Instructions to follow: Write out the full listing exactly.

Data provided: Begin

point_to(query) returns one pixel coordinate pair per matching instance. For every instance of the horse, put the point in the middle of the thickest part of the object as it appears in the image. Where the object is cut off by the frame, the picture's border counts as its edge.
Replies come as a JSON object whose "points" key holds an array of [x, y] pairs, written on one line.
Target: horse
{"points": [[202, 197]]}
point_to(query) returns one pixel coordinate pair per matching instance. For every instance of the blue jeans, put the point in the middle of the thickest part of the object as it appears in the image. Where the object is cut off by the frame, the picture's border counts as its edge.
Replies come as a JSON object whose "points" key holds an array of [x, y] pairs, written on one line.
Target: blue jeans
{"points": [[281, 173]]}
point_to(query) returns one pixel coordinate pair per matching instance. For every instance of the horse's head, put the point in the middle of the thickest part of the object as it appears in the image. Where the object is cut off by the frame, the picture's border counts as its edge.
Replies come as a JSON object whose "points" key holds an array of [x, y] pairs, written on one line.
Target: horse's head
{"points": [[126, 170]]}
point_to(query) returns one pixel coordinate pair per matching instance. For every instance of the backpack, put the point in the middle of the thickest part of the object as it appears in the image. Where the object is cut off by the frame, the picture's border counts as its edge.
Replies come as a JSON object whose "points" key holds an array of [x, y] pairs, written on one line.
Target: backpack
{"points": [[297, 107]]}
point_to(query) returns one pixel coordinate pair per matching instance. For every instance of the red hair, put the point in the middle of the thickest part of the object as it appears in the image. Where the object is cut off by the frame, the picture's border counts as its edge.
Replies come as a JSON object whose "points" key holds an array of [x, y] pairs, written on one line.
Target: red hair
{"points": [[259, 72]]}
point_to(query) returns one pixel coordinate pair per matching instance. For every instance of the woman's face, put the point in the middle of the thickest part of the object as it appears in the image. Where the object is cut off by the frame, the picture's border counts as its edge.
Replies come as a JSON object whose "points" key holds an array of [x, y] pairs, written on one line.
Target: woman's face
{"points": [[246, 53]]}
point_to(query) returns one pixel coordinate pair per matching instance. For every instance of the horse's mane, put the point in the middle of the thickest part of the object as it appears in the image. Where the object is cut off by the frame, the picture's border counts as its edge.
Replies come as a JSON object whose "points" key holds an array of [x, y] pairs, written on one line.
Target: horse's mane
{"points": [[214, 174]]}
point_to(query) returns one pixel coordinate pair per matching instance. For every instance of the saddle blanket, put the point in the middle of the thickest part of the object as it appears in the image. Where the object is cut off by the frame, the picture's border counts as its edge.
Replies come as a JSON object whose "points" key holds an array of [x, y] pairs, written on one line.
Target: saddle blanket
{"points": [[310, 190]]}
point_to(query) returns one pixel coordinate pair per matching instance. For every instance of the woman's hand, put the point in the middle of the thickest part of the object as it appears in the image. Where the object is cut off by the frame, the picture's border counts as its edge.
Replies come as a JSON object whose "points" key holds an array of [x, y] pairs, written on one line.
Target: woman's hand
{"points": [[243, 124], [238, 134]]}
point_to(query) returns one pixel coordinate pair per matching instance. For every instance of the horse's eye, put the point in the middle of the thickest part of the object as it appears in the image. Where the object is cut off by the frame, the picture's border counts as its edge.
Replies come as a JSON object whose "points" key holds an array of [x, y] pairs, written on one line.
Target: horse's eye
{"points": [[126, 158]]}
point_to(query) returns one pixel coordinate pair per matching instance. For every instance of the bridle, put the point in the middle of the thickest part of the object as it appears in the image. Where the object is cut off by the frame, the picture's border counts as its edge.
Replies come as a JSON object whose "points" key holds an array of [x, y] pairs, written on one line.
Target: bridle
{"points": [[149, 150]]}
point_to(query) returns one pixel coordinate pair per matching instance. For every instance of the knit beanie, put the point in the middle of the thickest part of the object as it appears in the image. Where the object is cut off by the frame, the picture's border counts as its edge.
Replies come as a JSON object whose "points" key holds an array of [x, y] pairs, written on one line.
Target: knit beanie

Data provided: End

The completed task:
point_to(query) returns one pixel coordinate pair per matching instance. For every instance of the horse, put the point in the middle of the thickest part of the object as it appears in the image. Where the object is cut off by the frame, the picture's border counts as its edge.
Replies come as a JSON object whose "points" key holds an array of [x, y] pairs, written on one line.
Target: horse
{"points": [[202, 197]]}
point_to(query) returns one pixel coordinate pair per matching instance. For every instance of the blue jeans, put the point in the middle of the thickest part of the object as it appears in the image. Where the object is cut off by the frame, the picture's border counts as its edge.
Replies come as a JSON object whose "points" key holds an array of [x, y] pairs, written on one line.
Target: blue jeans
{"points": [[281, 173]]}
point_to(query) returns one pixel coordinate pair per matching instance. For every instance of the horse's head, put the point in the middle of the thickest part of the object as it appears in the image. Where the object is cut off by the frame, the picture's border counts as its edge.
Replies come as a JSON object whose "points" key holds an array of [x, y] pairs, written on one line.
Target: horse's head
{"points": [[126, 170]]}
point_to(query) returns one pixel coordinate pair per matching instance. For every instance of the backpack, put the point in the middle of the thickest part of the object as it appears in the image. Where the object is cut off by the frame, the picture's border counts as its edge.
Replies come as a JSON object whose "points" key holds an array of [x, y] pairs, written on one line.
Target: backpack
{"points": [[297, 107]]}
point_to(query) returns one pixel coordinate pair per matching instance. For every instance of the red hair, put the point in the middle of the thickest part of the object as it appears in the image. Where the object is cut off by the frame, the picture's border counts as its edge.
Replies come as a JSON object whose "points" key holds an array of [x, y] pairs, written on one line.
Target: red hair
{"points": [[259, 72]]}
point_to(query) returns one pixel coordinate pair per matching instance. For every instance of the woman's face, put the point in the middle of the thickest part of the object as it appears in the image. Where the object is cut off by the frame, the picture's border counts as its edge.
Replies come as a JSON object whose "points" key holds an array of [x, y] pairs, written on one line.
Target: woman's face
{"points": [[246, 53]]}
point_to(query) returns one pixel coordinate pair per matching instance. For every instance of the horse's mane, put the point in the middle of the thickest part of the object as it appears in the image. Where the object is cut off by the frame, the picture's border counts as its edge.
Replies come as a JSON object whose "points" key holds an array of [x, y] pairs, written on one line.
Target: horse's mane
{"points": [[214, 174]]}
point_to(query) returns one pixel coordinate pair per matching instance. For every instance of the saddle blanket, put the point in the middle of the thickest part of the object as it appears in the image. Where the object is cut off by the frame, the picture's border counts as its edge.
Replies come as a JSON object whose "points" key holds an array of [x, y] pairs, written on one line.
Target: saddle blanket
{"points": [[310, 190]]}
point_to(query) returns one pixel coordinate pair per matching instance. For every instance of the woman's hand, put the point in the middle of the thickest part of the object as it appears in the image. Where the object is cut off by the frame, the picture's border counts as its edge.
Replies come as a JSON object whose "points" key holds an array of [x, y] pairs, written on one line.
Target: woman's hand
{"points": [[243, 124], [238, 134]]}
point_to(query) returns one pixel coordinate pair per matching instance. For every instance of the horse's eye, put the point in the middle of the thickest part of the object as it appears in the image. Where the object is cut off by the frame, the picture's border counts as its edge.
Replies come as a JSON object whose "points" key holds an array of [x, y] pairs, written on one line.
Target: horse's eye
{"points": [[126, 158]]}
point_to(query) returns one pixel coordinate pair per matching instance. For every instance of the bridle, put the point in the middle of the thickest part of the object as it appears in the image. Where the object is cut off by the frame, the picture's border counts as its edge.
Replies come as a JSON object whose "points" key holds an array of [x, y] pairs, written on one line.
Target: bridle
{"points": [[149, 150]]}
point_to(query) returns one pixel coordinate pair per matching instance. For every instance of the knit beanie, put the point in the middle of the thickest part of the object as it appears in the image. Where the object is cut off by the frame, the picture's border counts as its edge.
Replies come as a JSON object whose "points" key holds an array of [x, y] pairs, written on one line.
Target: knit beanie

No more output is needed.